EXERCISE INSTRUCTIONS:
(a) In the blog excerpt, what grade did the writer get on the first exam in advanced calculus?
(b) Copy out the blog excerpt, starting with "Once I have" and going on through "icky school anymore.".

GIVEN PASSAGE:

And who wants to live a life of doing things just to avoid some bad outcome? I mean, seriously? I am a descendent of millions of generations of humans and other creatures who survived despite the perilous nature of living, and I live in the safest and happiest time of all (so far). It's no wonder I'm not that easily frightened.

For the most part, if my only motivations for doing something are negative, it better be pretty easy. Wearing a seat belt is a good example of something easy that we only do to avoid something bad. Everything else worth doing has some positive reason behind it - it's satisfying, or remunerative, or improves the quality of one's life in some other way.

So, to hell with threats. I am gonna MESS THESE THREATS UP. I call them out.

Tuesday, March 09, 2010

Looks Like I'm Going to Grad School

Nothing is fully determined yet, but I have been assured by the grad director at one school that I will either get a nice fellowship from the school, or a TAship and tuition + fee waiver. I should find out either at the end of this week, or in a couple of weeks. The offer is good enough (either way) that, if it's my best offer, I'll go. I'm pretty psyched.

Once I have an offer on paper I will let my boss (and, by extension, my coworkers) know. I'm friends with one and he knows already, but the rest do not, and I don't see any reason not to give them a few months' notice rather than a couple of weeks. And it's getting a little awkward when people congratulate me on my impending graduation and either ask what I'm going to do next or say I must be relieved that I won't have to do icky school anymore.

Monday, March 08, 2010

Feeling Dumb at Math

My advanced calculus class this semester (part II of the sequence), despite being taught by the same (great) professor, has so far been vastly harder than the first semester. It has been hard enough that I got an 83% on the first exam, which is lower than any of my exam grades (including the one I dropped, and knew ahead of time I would be dropping) from last semester.

We started with sequences of functions, then moved on to series (of numbers), and then to series of functions. I basically skipped this material entirely when I took Calc II in 1991, but I have since reviewed that entire chapter of a regular calculus textbook. I am keeping up with (and doing well on) the homework, but every assignment is difficult-to-impossible and the situation doesn't seem to be improving.

EXTRACTED RECORDS:
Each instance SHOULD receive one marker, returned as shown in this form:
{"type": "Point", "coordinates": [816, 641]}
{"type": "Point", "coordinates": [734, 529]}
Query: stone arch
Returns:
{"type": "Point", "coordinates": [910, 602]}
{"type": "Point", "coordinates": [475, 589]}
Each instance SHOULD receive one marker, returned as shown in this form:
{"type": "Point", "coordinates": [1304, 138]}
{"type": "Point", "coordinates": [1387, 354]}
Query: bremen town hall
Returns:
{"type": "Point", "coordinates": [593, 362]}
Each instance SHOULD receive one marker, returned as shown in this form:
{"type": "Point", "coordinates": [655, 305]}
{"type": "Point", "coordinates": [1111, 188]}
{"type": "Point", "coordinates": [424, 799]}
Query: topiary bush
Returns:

==

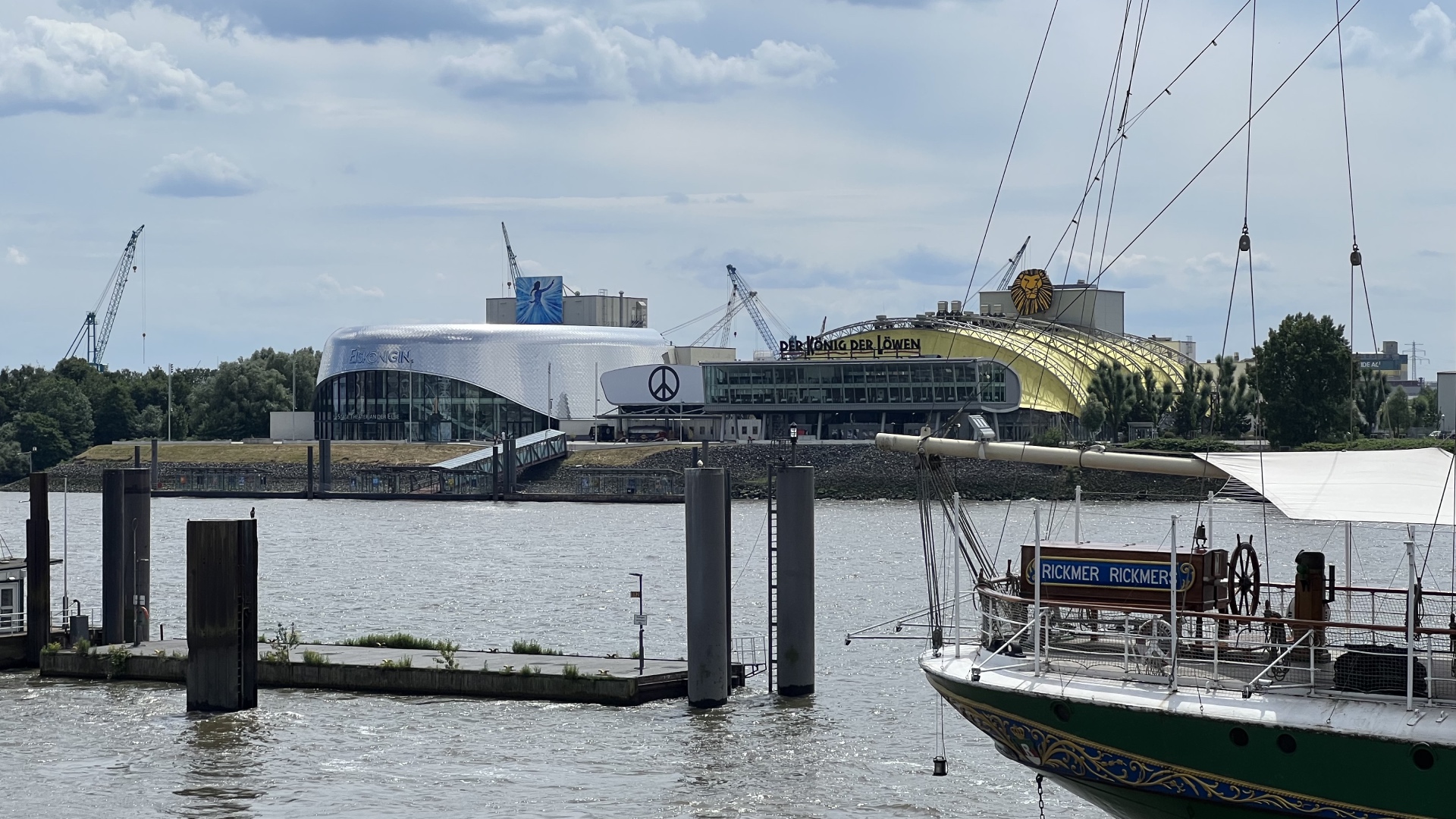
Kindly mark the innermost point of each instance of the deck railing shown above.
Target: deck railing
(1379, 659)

ANSWERS FOR THE TASKS:
(a) 83%

(b)
Once I have an offer on paper I will let my boss (and, by extension, my coworkers) know. I'm friends with one and he knows already, but the rest do not, and I don't see any reason not to give them a few months' notice rather than a couple of weeks. And it's getting a little awkward when people congratulate me on my impending graduation and either ask what I'm going to do next or say I must be relieved that I won't have to do icky school anymore.